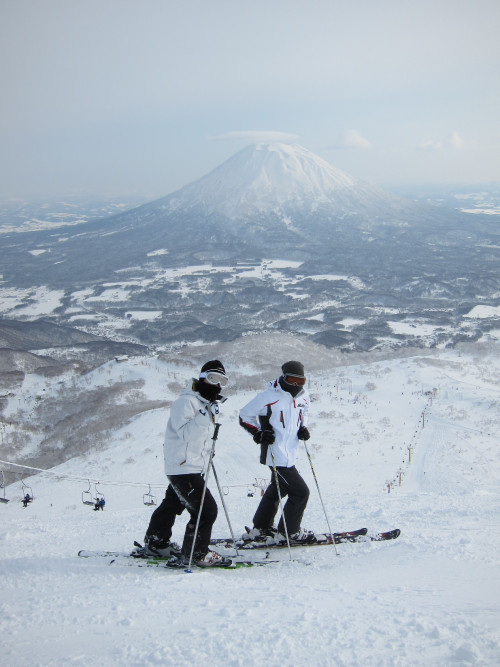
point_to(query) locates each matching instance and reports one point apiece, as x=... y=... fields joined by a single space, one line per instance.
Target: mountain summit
x=274 y=177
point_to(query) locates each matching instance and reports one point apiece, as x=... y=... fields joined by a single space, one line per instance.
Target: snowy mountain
x=424 y=426
x=266 y=179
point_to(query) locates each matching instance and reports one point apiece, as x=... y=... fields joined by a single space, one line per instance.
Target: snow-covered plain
x=432 y=597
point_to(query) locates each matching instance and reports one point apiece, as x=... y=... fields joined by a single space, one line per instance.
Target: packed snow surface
x=430 y=598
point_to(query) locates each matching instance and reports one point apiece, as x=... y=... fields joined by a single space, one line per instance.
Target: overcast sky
x=129 y=96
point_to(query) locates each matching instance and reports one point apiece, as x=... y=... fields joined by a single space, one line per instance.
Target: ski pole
x=281 y=501
x=320 y=497
x=225 y=508
x=212 y=452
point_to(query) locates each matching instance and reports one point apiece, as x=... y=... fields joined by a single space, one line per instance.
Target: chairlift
x=2 y=486
x=27 y=492
x=87 y=498
x=148 y=498
x=98 y=495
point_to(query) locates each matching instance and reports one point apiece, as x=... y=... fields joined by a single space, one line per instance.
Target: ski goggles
x=298 y=380
x=214 y=377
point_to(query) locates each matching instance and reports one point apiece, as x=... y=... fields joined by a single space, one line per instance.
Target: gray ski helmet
x=293 y=368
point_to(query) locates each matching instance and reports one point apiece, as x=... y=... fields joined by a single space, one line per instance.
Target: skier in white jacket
x=277 y=419
x=187 y=446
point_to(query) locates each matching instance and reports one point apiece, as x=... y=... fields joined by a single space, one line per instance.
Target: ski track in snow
x=432 y=597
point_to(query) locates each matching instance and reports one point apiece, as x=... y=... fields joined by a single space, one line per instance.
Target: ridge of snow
x=269 y=176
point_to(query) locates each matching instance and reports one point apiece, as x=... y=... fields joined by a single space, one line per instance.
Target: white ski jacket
x=286 y=415
x=188 y=436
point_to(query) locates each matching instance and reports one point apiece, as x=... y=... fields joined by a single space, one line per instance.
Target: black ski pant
x=185 y=492
x=295 y=489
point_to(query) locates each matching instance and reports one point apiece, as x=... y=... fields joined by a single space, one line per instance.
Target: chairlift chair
x=87 y=498
x=98 y=495
x=27 y=491
x=148 y=498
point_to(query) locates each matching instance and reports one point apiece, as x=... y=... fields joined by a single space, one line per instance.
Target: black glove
x=303 y=433
x=267 y=437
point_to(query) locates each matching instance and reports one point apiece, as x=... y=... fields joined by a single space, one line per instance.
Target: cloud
x=454 y=141
x=255 y=136
x=352 y=139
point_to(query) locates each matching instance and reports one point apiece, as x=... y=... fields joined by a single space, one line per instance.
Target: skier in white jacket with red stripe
x=277 y=420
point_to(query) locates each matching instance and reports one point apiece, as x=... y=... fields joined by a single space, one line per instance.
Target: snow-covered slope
x=430 y=598
x=264 y=177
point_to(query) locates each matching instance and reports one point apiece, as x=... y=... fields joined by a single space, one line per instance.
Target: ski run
x=408 y=442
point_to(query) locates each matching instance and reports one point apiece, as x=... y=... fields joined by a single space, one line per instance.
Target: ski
x=360 y=535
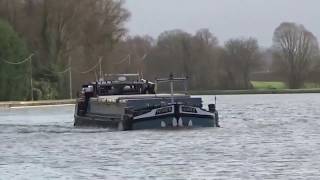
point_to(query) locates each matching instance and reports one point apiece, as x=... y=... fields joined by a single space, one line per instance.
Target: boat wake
x=46 y=129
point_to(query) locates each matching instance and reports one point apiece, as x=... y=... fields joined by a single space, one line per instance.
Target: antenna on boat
x=171 y=87
x=215 y=100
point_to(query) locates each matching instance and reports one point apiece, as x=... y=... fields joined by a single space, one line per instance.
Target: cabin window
x=189 y=109
x=164 y=110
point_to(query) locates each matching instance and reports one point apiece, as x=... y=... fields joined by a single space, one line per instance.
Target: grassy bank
x=262 y=87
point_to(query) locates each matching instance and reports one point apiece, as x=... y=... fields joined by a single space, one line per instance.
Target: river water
x=262 y=137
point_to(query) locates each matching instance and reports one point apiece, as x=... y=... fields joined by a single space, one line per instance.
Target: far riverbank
x=11 y=104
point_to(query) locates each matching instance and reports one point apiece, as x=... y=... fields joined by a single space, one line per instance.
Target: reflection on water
x=263 y=137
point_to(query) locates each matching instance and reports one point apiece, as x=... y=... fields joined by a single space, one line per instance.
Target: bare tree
x=295 y=47
x=241 y=57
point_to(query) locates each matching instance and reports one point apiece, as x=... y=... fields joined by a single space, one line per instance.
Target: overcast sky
x=225 y=18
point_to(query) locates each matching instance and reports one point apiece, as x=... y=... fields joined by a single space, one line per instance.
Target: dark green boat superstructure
x=137 y=106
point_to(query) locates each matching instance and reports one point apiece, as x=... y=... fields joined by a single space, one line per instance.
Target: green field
x=268 y=85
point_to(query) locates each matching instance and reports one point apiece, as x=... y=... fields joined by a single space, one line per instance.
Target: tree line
x=86 y=39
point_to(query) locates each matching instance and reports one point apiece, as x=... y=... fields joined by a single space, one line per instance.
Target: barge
x=126 y=102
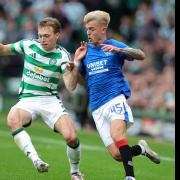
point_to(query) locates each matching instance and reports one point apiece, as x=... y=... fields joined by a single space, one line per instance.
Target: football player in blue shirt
x=100 y=64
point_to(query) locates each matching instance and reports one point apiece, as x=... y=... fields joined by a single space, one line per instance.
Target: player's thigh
x=18 y=117
x=65 y=126
x=114 y=151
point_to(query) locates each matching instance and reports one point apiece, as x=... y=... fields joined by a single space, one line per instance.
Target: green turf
x=96 y=164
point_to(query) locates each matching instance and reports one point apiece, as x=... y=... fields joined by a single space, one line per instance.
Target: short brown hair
x=51 y=22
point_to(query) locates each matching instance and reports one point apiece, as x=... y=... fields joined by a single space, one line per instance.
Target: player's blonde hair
x=101 y=17
x=51 y=22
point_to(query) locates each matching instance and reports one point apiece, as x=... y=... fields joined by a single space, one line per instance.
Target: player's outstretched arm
x=72 y=77
x=5 y=50
x=135 y=53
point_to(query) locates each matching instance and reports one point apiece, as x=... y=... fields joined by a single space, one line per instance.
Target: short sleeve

Problem to solve:
From the listing above, print every entry precisely and drop the pictures.

The response:
point_to(query) locates each matching instance and reports one point apiece, as x=... y=... fields joined by a single space, one line per instance.
Target: mountain summit
x=274 y=177
point_to(query) locates each matching instance and reports one point apiece, as x=... y=... fields joined by a single space, one line per instance.
Target: snowy mountain
x=424 y=426
x=266 y=179
point_to(query) locates each matching instance and reports one point apiece, as x=... y=... fields joined by a single space, one line per instance.
Target: snow-covered plain
x=432 y=597
point_to(query) locates each matching instance and reports one point apiece, as x=... y=... fields joined by a single space, one line per instance.
Target: packed snow surface
x=430 y=598
point_to(query) locates each matching instance and reports one point apiece, as x=... y=... fields joined by a single space, one line per instance.
Target: overcast sky
x=129 y=96
point_to(query) locates each matching instance and reports one point apiece, as x=... y=... fields joined by a single space, one line per instance.
Target: ski pole
x=281 y=501
x=320 y=497
x=225 y=508
x=212 y=452
point_to(query) locates each matching instance and reports one point apiece, as x=... y=... fields joined by a single space, one line per instance.
Target: chairlift
x=2 y=486
x=27 y=492
x=87 y=498
x=148 y=498
x=98 y=495
point_to(query) locates each matching instance and reports one point apiece, as x=... y=... fields joined by a single space, one line per instance.
Target: ski goggles
x=298 y=380
x=214 y=377
point_to(query) locates each matching instance and reports one point apiece, as x=... y=... fields joined by a single space, one line per instance.
Target: gray ski helmet
x=293 y=368
point_to(query) locates each matching instance and reports one point apiece, as x=... y=... fields joined by a single space, one line per instance.
Target: skier in white jacket
x=277 y=419
x=187 y=446
point_to(query) locates each matching instance and reports one point apiece, as x=... y=... fields joined by a single space, one line per instance.
Target: ski track in snow
x=432 y=597
point_to(query) locates each matching instance and reports one point apiece, as x=... y=... fields joined by a single space, one line per instance.
Target: ridge of snow
x=269 y=176
point_to(query) locates each matching instance and reports one point apiece, as x=... y=... fields joined by a single space, one line per instance.
Target: white ski jacket
x=286 y=415
x=188 y=436
point_to(query) locates each matching instance and reports one point apiece, as x=... y=... fields joined by a single space, one line per instance.
Target: black ski pant
x=185 y=492
x=295 y=489
point_to(query) locates each matching instance and reports one point apiece, as x=... y=... fields joined by a single space, one line per instance.
Target: chairlift chair
x=87 y=498
x=98 y=495
x=27 y=491
x=148 y=498
point_to(query) locates each matching instance and reports one point apiece, as x=... y=... fields joined by a single space, one line per instance.
Target: black glove
x=303 y=433
x=267 y=437
point_to(query) locates each matching instance and reports one point apiece, as x=... y=... fields joined by a single space, one line per instance.
Target: cloud
x=454 y=141
x=255 y=136
x=352 y=139
point_to(query) locates each matching instance and reports one point apiece, as x=... y=... fields joined by a single space, one line per instance.
Target: skier in white jacket with red stripe
x=277 y=420
point_to(query) locates each matching instance and reports one point apiece, as x=... y=... fields joined by a single space, one line per instance.
Target: snow-covered slope
x=430 y=598
x=264 y=177
point_to(query) locates each matching instance and reports one point apiece, as x=... y=... fields joined by a single space, one line per instance.
Target: ski run
x=408 y=442
point_to(query) locates each matching instance and reports one point apiece, as x=... y=... fields joined by a single space, one line per instance.
Target: ski
x=360 y=535
point_to(query) locates each matching instance and reports one point apiece, as x=... y=... fields joined by a single space, one line per instance.
Target: boat wake
x=46 y=129
point_to(query) locates each matching instance and reports one point apiece, as x=... y=... fields joined by a single space, one line per instance.
Target: antenna on boat
x=171 y=87
x=215 y=100
point_to(query) locates each matching instance and reports one point apiece, as x=... y=... fields joined by a single space, one line per instance.
Target: cabin window
x=189 y=109
x=164 y=110
point_to(query) locates each matching instance and reports one point apiece, as x=... y=... fields joined by a single space, one line per instance.
Target: grassy bank
x=262 y=87
point_to(query) locates each matching instance and reports one point apiece, as x=... y=... fields joined by a single space, one line per instance.
Target: river water
x=262 y=137
point_to(query) locates each matching instance and reports one point apiece, as x=... y=... fields joined by a single space, one line per instance.
Target: far riverbank
x=11 y=104
point_to(query) locates each matching instance and reports one point apiece, as x=... y=... fields joined by a single space, one line per instance.
Target: reflection on water
x=263 y=137
point_to(query) locates each matching instance and reports one point apiece, as x=... y=... fields joined by a single space, one line per instance.
Target: bare tree
x=295 y=47
x=241 y=57
point_to(query) locates each matching instance and reports one point apiece, as x=... y=... fields joined by a single space, one line per instance.
Target: overcast sky
x=225 y=18
point_to(query) locates each matching instance and reports one point apiece, as x=... y=... fields joined by a single space, one line per instance.
Target: dark green boat superstructure
x=137 y=106
point_to(query) locates each matching instance and reports one point apiece, as x=... y=... fields joined by a single space, one line per instance.
Target: green field
x=268 y=85
point_to(query) locates each matching instance and reports one point apiece, as x=... y=... fields joined by a single space, one line per instance.
Target: tree line
x=86 y=39
point_to(query) locates each matching instance and reports one point apiece, as x=... y=... fields joined by a single space, one line per instance.
Target: barge
x=126 y=102
point_to(query) locates each matching instance and reports one point apiece, as x=... y=... fields joined by a single space, one line per instance.
Target: football player in blue shirt
x=100 y=64
point_to(query) locates each matching instance and reports one point apiece, as x=... y=... fields joined by a single space, one line per instance.
Target: player's thigh
x=18 y=117
x=65 y=126
x=114 y=151
point_to(query) locates each matching instance and reports one point apiece, as x=... y=... fields joined by a single space, one line per instance.
Target: green turf
x=96 y=164
point_to(query) locates each matching instance and reports one point apiece, as x=... y=... fields joined by a single space, one line per instance.
Target: short brown hair
x=51 y=22
point_to(query) locates each matching instance and reports one point apiece, as x=... y=... fields joined by a single space, one line per instance.
Target: player's blonde hair
x=101 y=17
x=51 y=22
point_to(query) locates each matching instance and reports one point apiece, as x=... y=... fields joined by a single space, one line per instance.
Target: player's outstretched arm
x=72 y=77
x=5 y=50
x=135 y=53
point_to(query) locates each matching instance and reports one point apiece, as x=... y=... fields joined by a single space, one line per instance.
Target: short sleeve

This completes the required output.